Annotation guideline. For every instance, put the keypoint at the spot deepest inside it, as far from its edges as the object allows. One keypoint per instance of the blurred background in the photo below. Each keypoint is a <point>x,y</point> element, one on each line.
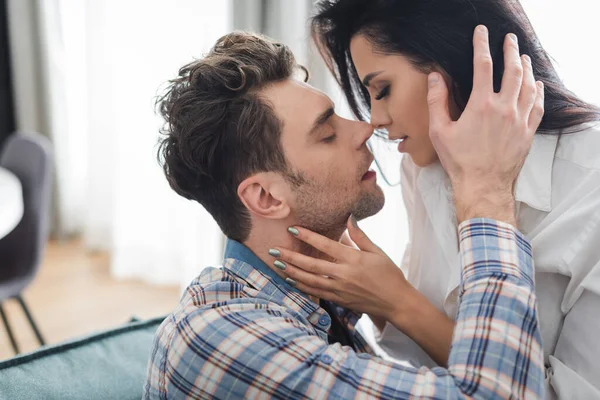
<point>83,74</point>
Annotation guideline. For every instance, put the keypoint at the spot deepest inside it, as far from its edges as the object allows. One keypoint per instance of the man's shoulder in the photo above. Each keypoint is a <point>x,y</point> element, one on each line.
<point>212,302</point>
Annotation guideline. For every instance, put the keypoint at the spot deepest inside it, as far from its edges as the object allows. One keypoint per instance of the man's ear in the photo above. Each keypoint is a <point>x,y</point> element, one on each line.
<point>263,194</point>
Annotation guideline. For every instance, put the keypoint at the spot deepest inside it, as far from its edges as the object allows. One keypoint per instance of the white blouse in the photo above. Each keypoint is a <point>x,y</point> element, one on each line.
<point>558,208</point>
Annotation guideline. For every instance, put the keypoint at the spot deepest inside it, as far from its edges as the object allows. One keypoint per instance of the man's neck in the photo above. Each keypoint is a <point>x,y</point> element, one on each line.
<point>272,236</point>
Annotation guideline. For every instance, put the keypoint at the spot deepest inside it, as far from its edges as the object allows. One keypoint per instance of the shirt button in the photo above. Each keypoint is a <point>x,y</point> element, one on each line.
<point>326,358</point>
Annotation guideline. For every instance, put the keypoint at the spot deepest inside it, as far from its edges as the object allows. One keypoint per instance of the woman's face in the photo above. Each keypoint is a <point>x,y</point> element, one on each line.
<point>398,98</point>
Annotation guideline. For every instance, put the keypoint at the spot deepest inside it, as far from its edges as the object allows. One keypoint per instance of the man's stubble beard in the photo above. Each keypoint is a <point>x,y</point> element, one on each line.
<point>328,214</point>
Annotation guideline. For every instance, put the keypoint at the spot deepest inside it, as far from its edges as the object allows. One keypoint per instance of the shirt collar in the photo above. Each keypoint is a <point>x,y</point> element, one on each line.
<point>241,261</point>
<point>534,184</point>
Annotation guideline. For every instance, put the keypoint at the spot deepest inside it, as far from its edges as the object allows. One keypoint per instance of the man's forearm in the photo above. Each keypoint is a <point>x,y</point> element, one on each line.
<point>497,322</point>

+---+

## Task to complete
Please output the material above unchanged, apart from removing the pictures.

## Answer space
Annotation guideline. For every instance, put the keypoint at the spot deepest inside it, as far from its edges as the object allows. One keypoint per instance of the blurred background in the photo below. Each keypoint is a <point>x,y</point> element, one on each line.
<point>83,74</point>
Annotation guideline. For every instance, put the keypoint at the spot deepest inside it, as far from its edges as the object allows. One keypoint per instance of the man's shoulder in the photo above. Each keypoint is a <point>x,y</point> element, one on each line.
<point>212,302</point>
Annotation guideline. For every instance, put the keypoint at the spot deepest inside it, as far from its edges as the object allows. One keypoint per instance of the man's ear in the photo above. Each keypoint is a <point>x,y</point> element, one on each line.
<point>263,194</point>
Annotation guideline. For every instance, put the keypoint at the spot deepest inside it, as far from its edges as the object allows. One keypoint per instance of the white blouse in the photo above. Each keypoint is a <point>x,y</point> element, one on each line.
<point>558,208</point>
Annotation guideline. For every instance, put the keypoint at the spot deepest inside it, as far from its edges as the object allows. One keypoint per instance of the man's neck in the photo above. Each keypoint is a <point>x,y</point> element, one on each line.
<point>272,236</point>
Annotation guideline. For every instance, put the keypoint at the spot deepest inside it, as far from its edges as the object allows. One keypoint per instance of the shirt button in the photo above. Each keypoint is a <point>x,y</point> element, one on each line.
<point>326,358</point>
Annotation guideline. For every instance, put the keypoint at the spot deepest inside it, as far from its edges as the object allows. One keypoint per instance of the woman's face in the photo above. Each keypoint is a <point>x,y</point> element, one on each line.
<point>398,98</point>
Annotation guideline. For every instance, put the keypoint at the spot deepest inside it, as far from its edges as the object allows. One keypoint per instance of the man's stubble beard in the photo above. Each keypoint is a <point>x,y</point> element, one on each line.
<point>328,214</point>
Annotation guideline. For every instance, put the keypoint at the spot deepest inside it, as far from its edges as the object allows. One keypoint per instance of the shirt collar in the photo above. Each keypoint is a <point>x,y</point> element, one on each line.
<point>241,261</point>
<point>534,184</point>
Annotation guideline. For every instance, put the keypoint at the spot deepest inside it, as far from its edges as the object allows. One keypoint per instance of the man's forearm in the photo above. Each keypoint is a <point>x,y</point> element, one on each line.
<point>497,322</point>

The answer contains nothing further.